The answers seem pretty apparent: L.A. is a big messy multi-level Chinese puzzle and The Beast's omnivorous musical tastes preclude many difficult decisions. Take last night: a string quartet performing a minimalist etude in Culver City; a Captain Beefheart celebration in Echo Park; and a stripped-down whiteboy blues guitarist near Bunker Hill. Figuring in gas pumping and ATM visiting, traffic, block-circling, parking, and the Great Unplanned L.A. Obstacle (flashing police lights or honking fire trucks, street shut down for carnival, overturned truck of lemons stinking up three out of four lanes of traffic, etc.), we managed to make it to two of these with rather dizzying results. The first time we tried this was on the Beast’s birthday seven years ago: Leimert Park, Hollywood, Eagle Rock, Van Nuys. It was utterly exhausting and we slept like 19 hours, but it gave us the idea to do The L.A. Relay whenever we felt the urge to merge our musical experiences and couldn't decide. Call it our own musical version of The Amazing Race but with more crying.
The first stop was the Royal/T Cafe in Culver City to catch the muses of the Eclipse String Quartet dueting with CalArts prepared-piano guru Dr. Vicki Ray on Piano and String Quartet (1985), an epic watching-paint-dry piece by the New York composer Morton Feldman [pictured above]. I started out Zen calm in preparation for a transformative experience. Can you guess what happened next? That's right: stuck right behind a stalled car in the middle lane near the Hill St. exit on the I-10. With traffic all around rushing mercilessly past, it took me 10 minutes to get into a moving lane. Then the bottleneck downtown. Then the bottleneck getting onto the I-10. Then inching along Washington Boulevard past cop cars shutting down La Cienega. Made it on time but alas in no state to listen to fussyboots string music -- I found that turning the radio away from faceless Modern Rock or repetitive Classic Rock to Rap (DJ Kool’s boisterous and pummeling “Let Me Clear My Throat”) aided my deep-focus driving but left me feeling aggressive and more ready for one of Nels Cline's cathartic facemelts or a good ol' Inland Empire punk show.
Ah well. I was handed a program sheet, which explained “for the last several years of his life Feldman started making his pieces longer and longer and restraining their contents more and more. Piano and String Quartet, which clocks in at around 90 minutes, was one of Feldman’s “super-long last works.” Ah shit. The music was a sustained breathing exercise between the piano and the strings, an exacting call-and response where the musicians' frozen positions betrayed grueling concentration, like a boxing match slowed down to 250 frames per second. “This is music without a tune,” the program whispered. “This is music without a traditional sense of harmonic motion…without wild dynamic shifts or pacing shifts or orchestrational shifts that allow you to chart your progress through…giving you a tremendous sense of variety without actual movement. This is music that is intensely repetitive but completely unpredictable.”

==========

[PROMPT 1]
Which four places did the first L.A. Relay, on the Beast's birthday seven years ago, take in according to the post about the L.A. Relay? List them all.
[PROMPT 2]
Answer these questions from the post about the L.A. Relay:
(a) How long did they sleep after the first L.A. Relay?
(b) How long did it take to get out from behind the stalled car and into a moving lane on the I-10?
(c) According to the program sheet, how long does Piano and String Quartet run?
[PROMPT 3]
Go on with the post about the L.A. Relay, picking up after its last sentence.

[RAW DATA]
==========

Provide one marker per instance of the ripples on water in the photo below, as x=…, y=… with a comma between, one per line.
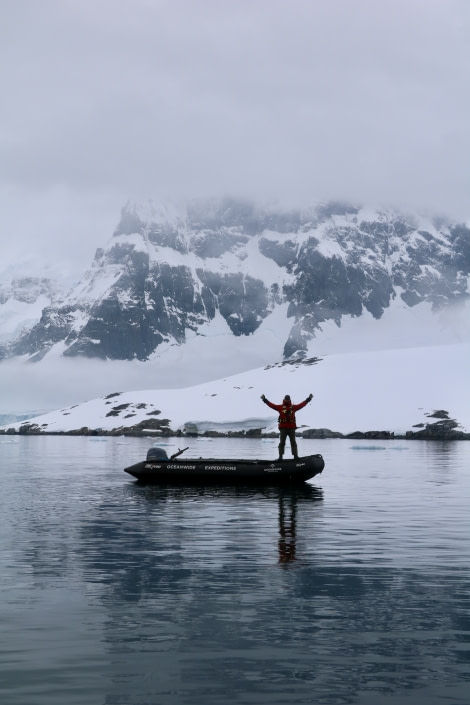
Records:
x=352, y=589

==========

[EXPECTED ANSWER 1]
Leimert Park, Hollywood, Eagle Rock, Van Nuys

[EXPECTED ANSWER 2]
(a) Like 19 hours.
(b) 10 minutes.
(c) Around 90 minutes.

[EXPECTED ANSWER 3]
As someone trying to acclimate, it was a continued internal fight. All my organs felt like they’d slammed full force into a brick wall and jellified. How to stop a racing-busy mind, whose thoughts sound much louder in a performance space preparing for a 90-minute continual series of musical ellipses? The first 15 minutes were spent attempting to shuff off hypersensitivity to the quiet of the hall: the tiny sniffs and shuffles, the clink of glasses, the bleat of leather seats under shifted weight, the rattling of air vents, clatters from the kitchen. Unfortunately, some poor soul had a massive coughing attack and could be heard even in the bathroom down the hall, triggering a sort of group-cringe involving pity, humor, annoyance and finally shame at that annoyance. This is why minimalist pieces sometimes feel like auditory fascism. (What fascist ever turned his back on repetition?) It’s music that demands a sort of control over you and holds you hostage, as Feldman by all reports has never met a conversation he doesn’t want to dominate. You begin to question the validity of the thoughts that pop into your head while listening to such “serious” music. In our case: Am I pouring this ale too loud? or suppressing an urge to laugh at a remembered line from Zack and Miri Make A Porno (“I was in a movie called Shut Your Mouth or I’ll Fuck It.”).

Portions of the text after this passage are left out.